Exercise material:
───
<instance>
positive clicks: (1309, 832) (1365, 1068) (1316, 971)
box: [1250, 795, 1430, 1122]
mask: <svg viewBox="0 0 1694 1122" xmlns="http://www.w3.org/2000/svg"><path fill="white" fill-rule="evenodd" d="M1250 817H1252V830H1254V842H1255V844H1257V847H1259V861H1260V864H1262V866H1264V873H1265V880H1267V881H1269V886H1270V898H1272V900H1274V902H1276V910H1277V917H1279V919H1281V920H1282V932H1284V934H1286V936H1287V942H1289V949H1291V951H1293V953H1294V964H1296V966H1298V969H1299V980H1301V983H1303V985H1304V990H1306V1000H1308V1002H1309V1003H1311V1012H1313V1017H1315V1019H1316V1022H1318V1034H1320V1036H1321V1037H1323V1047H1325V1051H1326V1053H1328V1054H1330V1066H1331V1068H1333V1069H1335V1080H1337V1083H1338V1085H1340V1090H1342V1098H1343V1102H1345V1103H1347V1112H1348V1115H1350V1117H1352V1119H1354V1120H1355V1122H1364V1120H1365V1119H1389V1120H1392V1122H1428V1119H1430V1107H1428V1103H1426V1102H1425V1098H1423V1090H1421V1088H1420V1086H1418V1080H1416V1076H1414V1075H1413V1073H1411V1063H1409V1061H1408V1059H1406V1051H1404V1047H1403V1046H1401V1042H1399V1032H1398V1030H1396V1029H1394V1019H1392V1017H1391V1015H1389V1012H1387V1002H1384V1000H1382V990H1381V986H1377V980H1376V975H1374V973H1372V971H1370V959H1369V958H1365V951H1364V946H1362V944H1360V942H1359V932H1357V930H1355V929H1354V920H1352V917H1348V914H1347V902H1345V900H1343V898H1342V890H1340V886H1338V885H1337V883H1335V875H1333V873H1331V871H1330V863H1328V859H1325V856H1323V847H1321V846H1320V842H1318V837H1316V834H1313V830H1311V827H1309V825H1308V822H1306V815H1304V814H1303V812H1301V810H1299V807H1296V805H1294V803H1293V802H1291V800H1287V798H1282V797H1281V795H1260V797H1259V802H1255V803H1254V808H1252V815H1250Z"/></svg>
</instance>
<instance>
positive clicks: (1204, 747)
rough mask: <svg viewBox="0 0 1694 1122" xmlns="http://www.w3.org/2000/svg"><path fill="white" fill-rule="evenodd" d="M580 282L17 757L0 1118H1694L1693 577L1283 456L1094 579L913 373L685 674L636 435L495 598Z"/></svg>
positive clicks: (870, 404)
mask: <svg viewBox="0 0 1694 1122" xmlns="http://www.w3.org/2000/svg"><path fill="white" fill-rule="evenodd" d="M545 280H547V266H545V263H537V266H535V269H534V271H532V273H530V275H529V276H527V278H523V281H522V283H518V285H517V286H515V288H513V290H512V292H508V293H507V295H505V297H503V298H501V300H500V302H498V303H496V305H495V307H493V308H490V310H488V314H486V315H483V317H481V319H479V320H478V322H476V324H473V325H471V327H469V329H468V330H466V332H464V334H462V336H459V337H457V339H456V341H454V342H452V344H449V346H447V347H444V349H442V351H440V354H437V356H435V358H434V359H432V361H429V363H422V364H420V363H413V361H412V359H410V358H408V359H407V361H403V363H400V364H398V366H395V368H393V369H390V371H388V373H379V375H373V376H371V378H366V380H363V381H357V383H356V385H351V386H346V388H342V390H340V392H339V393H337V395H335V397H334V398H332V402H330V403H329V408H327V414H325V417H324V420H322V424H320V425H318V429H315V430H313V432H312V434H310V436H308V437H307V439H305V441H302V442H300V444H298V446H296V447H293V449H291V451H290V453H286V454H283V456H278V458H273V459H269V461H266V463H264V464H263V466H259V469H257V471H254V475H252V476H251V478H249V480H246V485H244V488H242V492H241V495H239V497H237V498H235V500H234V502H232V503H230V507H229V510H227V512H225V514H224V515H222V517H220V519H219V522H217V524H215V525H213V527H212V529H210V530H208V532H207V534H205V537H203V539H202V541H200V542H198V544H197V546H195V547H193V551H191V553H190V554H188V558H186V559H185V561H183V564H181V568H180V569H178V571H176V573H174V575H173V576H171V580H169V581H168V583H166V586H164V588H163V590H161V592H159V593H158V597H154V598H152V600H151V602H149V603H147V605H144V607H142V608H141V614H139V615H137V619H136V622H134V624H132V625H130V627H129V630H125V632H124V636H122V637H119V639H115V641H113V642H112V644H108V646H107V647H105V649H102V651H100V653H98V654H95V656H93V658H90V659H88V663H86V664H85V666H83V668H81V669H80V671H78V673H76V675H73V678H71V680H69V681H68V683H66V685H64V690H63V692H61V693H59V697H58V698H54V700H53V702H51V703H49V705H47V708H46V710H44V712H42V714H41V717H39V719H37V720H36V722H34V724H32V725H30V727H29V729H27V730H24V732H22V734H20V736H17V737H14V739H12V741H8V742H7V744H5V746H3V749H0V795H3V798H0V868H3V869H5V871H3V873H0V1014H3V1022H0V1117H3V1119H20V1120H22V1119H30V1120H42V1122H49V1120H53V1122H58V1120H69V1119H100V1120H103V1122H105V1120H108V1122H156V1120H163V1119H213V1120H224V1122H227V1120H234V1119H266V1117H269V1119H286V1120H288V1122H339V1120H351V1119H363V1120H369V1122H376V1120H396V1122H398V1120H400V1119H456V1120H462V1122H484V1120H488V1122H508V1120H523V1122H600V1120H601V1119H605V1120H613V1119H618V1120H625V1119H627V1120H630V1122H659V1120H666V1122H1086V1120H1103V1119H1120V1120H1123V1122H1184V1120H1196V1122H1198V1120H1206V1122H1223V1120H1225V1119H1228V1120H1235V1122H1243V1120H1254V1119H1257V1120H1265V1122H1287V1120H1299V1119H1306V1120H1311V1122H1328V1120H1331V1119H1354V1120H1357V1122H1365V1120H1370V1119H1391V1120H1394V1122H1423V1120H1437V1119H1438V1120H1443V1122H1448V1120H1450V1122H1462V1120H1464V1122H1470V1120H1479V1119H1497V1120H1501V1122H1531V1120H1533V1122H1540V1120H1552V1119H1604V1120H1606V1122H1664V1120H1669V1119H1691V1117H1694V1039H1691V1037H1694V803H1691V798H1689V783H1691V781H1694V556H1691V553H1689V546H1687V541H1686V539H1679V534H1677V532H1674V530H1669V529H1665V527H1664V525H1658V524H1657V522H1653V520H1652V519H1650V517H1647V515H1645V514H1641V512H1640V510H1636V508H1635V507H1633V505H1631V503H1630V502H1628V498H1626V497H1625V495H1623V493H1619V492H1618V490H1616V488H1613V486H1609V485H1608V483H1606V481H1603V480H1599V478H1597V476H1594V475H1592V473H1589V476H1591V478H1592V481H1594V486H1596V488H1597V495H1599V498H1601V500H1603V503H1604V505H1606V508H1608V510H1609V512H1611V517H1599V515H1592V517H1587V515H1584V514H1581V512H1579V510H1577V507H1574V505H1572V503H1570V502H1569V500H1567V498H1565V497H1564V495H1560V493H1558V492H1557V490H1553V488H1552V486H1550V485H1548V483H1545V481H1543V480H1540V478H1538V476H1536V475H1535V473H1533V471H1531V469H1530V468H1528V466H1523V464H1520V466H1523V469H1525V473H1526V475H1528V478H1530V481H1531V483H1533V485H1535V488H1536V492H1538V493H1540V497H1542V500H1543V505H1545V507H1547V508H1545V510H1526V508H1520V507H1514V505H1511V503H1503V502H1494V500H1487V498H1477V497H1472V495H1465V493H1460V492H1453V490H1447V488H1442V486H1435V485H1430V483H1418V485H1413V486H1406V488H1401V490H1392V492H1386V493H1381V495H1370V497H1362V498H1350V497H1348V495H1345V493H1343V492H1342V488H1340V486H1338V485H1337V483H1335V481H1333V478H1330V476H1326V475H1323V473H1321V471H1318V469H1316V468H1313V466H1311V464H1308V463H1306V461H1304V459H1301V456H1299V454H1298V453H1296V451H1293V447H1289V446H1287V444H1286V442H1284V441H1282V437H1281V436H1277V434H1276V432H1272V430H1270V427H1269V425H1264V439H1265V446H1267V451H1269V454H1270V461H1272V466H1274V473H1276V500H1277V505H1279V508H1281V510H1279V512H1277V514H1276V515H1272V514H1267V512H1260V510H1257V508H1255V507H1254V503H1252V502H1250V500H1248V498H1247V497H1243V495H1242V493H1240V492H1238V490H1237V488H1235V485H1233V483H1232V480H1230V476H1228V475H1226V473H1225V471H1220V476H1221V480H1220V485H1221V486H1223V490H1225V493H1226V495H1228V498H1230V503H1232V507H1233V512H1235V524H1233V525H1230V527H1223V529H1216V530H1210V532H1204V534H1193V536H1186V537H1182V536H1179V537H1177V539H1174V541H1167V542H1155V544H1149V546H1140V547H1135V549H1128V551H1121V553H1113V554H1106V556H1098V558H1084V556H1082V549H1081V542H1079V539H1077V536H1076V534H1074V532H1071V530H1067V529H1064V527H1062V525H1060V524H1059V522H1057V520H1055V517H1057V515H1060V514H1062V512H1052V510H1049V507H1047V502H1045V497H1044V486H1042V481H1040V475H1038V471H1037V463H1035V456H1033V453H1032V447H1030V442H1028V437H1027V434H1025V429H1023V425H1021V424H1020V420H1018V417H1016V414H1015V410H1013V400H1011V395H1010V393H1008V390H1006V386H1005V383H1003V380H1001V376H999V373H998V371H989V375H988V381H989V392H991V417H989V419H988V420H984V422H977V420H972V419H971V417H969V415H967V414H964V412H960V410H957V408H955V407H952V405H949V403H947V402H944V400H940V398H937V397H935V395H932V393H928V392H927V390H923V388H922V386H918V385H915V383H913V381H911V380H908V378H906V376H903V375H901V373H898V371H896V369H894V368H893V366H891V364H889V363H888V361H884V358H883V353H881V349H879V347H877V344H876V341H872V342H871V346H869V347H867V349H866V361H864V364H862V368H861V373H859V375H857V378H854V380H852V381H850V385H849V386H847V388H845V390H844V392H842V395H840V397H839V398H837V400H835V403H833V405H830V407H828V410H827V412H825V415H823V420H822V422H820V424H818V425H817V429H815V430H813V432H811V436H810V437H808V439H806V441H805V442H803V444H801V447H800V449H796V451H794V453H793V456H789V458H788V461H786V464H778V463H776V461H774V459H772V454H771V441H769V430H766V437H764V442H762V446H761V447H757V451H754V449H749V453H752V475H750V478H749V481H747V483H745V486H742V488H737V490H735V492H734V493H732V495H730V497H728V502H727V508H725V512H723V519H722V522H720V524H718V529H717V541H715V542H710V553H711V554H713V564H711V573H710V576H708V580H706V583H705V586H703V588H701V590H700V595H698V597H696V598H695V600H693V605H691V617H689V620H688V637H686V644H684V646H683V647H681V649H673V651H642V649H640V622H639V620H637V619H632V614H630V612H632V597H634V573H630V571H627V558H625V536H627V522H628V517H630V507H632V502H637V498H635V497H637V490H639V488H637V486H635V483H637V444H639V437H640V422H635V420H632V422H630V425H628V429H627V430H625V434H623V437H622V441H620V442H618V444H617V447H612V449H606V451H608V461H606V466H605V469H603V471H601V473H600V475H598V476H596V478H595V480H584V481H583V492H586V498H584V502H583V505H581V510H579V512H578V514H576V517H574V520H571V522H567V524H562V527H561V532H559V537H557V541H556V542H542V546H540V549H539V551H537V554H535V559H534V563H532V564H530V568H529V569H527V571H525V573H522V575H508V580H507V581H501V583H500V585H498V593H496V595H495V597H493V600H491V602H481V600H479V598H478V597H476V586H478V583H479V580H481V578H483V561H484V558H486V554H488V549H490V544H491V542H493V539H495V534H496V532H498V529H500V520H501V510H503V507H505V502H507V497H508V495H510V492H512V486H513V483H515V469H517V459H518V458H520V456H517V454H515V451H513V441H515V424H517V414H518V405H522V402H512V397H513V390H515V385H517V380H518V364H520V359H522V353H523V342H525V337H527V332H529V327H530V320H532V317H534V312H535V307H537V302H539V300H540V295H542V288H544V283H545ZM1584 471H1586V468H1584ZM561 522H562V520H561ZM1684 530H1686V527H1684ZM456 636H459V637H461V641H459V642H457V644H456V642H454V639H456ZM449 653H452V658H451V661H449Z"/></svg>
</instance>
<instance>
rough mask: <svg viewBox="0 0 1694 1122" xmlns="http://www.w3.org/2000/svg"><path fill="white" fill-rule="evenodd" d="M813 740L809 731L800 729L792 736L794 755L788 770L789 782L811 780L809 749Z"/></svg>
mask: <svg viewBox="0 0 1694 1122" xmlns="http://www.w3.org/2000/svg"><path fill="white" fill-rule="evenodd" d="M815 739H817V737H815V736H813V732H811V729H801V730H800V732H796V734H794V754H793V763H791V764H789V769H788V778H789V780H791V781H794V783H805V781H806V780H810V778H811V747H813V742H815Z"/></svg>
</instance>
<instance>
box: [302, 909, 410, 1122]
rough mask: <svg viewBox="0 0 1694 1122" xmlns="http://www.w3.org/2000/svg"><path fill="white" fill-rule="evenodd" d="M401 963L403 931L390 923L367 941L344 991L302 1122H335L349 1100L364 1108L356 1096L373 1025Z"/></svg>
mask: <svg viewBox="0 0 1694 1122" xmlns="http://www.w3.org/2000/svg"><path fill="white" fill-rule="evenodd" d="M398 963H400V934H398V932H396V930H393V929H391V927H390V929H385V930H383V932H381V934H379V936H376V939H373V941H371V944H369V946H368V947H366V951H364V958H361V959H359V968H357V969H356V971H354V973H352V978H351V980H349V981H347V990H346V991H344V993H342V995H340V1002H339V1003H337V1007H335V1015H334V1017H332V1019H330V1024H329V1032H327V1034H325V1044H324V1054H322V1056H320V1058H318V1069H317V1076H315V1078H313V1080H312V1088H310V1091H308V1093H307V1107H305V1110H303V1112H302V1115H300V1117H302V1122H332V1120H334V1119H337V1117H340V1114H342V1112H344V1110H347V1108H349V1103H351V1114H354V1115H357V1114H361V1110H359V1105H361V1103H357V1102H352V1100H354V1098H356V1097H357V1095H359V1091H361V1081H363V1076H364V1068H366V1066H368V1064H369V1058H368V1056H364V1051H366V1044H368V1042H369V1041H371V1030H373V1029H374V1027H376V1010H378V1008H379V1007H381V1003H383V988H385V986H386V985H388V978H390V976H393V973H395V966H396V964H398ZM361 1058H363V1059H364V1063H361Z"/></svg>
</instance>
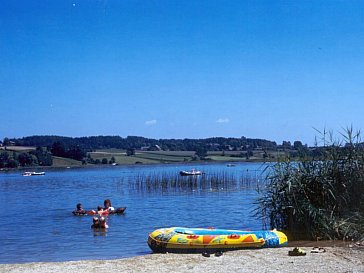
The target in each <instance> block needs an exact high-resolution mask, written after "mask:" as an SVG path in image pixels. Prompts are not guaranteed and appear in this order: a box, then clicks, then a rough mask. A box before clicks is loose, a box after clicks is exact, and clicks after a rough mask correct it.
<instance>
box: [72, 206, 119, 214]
mask: <svg viewBox="0 0 364 273" xmlns="http://www.w3.org/2000/svg"><path fill="white" fill-rule="evenodd" d="M125 210H126V207H121V208H117V209H115V210H112V211H108V210H104V211H102V212H101V213H100V215H101V216H107V215H112V214H124V212H125ZM72 213H73V215H76V216H83V215H97V214H99V213H98V212H97V211H96V210H87V211H86V210H81V211H78V210H74V211H72Z"/></svg>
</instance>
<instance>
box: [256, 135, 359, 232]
mask: <svg viewBox="0 0 364 273" xmlns="http://www.w3.org/2000/svg"><path fill="white" fill-rule="evenodd" d="M341 135H342V137H343V140H342V141H335V140H334V139H333V134H332V133H327V132H326V131H324V132H323V133H322V134H321V136H322V141H323V143H324V146H323V147H321V149H320V150H321V154H320V155H319V156H318V157H317V156H316V157H312V156H311V157H308V156H305V155H303V156H302V157H301V158H300V159H299V160H296V161H292V160H290V159H289V158H286V159H285V160H282V161H280V162H277V163H276V164H274V165H273V166H272V167H271V170H270V172H269V174H268V180H269V182H268V185H267V188H266V191H265V193H264V195H263V196H262V197H261V198H260V199H259V201H258V203H259V204H260V208H259V215H260V216H261V217H266V218H268V220H269V222H270V226H271V228H280V229H285V230H287V231H288V233H289V234H291V236H292V237H293V238H296V239H298V238H307V239H317V238H324V239H363V234H364V149H363V144H362V143H360V132H356V133H354V132H353V129H352V128H347V129H346V130H345V132H344V133H343V134H341Z"/></svg>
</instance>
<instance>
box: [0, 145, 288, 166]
mask: <svg viewBox="0 0 364 273" xmlns="http://www.w3.org/2000/svg"><path fill="white" fill-rule="evenodd" d="M35 149H36V148H35V147H22V146H8V147H7V148H6V150H5V147H0V151H7V152H15V153H16V154H19V153H22V152H30V151H32V150H35ZM267 153H268V158H264V156H263V155H264V152H263V151H254V152H253V156H250V157H249V159H247V158H246V155H245V154H246V152H243V151H224V152H222V151H212V152H208V153H207V156H206V159H207V160H210V161H214V162H247V161H248V162H252V161H272V160H274V159H275V158H278V157H279V156H283V155H284V153H280V154H278V153H277V152H275V151H274V152H273V151H268V152H267ZM88 155H89V156H90V157H91V158H92V159H93V160H99V161H100V162H101V161H102V160H103V159H104V158H106V159H107V162H108V163H109V162H110V160H111V158H112V157H114V159H115V163H117V164H119V165H132V164H161V163H183V162H191V161H193V160H195V151H140V150H137V151H136V152H135V154H134V155H131V156H127V155H126V151H125V150H122V149H100V150H96V151H94V152H90V153H88ZM88 165H90V164H88ZM72 166H82V162H81V161H77V160H73V159H69V158H61V157H53V167H72Z"/></svg>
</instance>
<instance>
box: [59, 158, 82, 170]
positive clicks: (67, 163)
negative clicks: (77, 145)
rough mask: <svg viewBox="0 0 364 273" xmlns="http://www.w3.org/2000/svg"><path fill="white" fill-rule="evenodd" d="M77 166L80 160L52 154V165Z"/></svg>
mask: <svg viewBox="0 0 364 273" xmlns="http://www.w3.org/2000/svg"><path fill="white" fill-rule="evenodd" d="M76 166H77V167H78V166H82V162H81V161H77V160H74V159H70V158H64V157H57V156H53V167H76Z"/></svg>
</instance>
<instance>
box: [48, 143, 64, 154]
mask: <svg viewBox="0 0 364 273" xmlns="http://www.w3.org/2000/svg"><path fill="white" fill-rule="evenodd" d="M51 152H52V154H53V155H54V156H60V157H65V156H66V149H65V147H64V144H63V143H62V142H60V141H56V142H54V143H53V145H52V148H51Z"/></svg>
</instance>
───
Work request: Copy the data word for word, beginning at its first line and stopping after the line that contains "box: [1250, 795, 1430, 1122]".

Exercise result:
<instance>
positive clicks: (1309, 832) (1365, 1068) (1316, 971)
box: [1250, 795, 1430, 1122]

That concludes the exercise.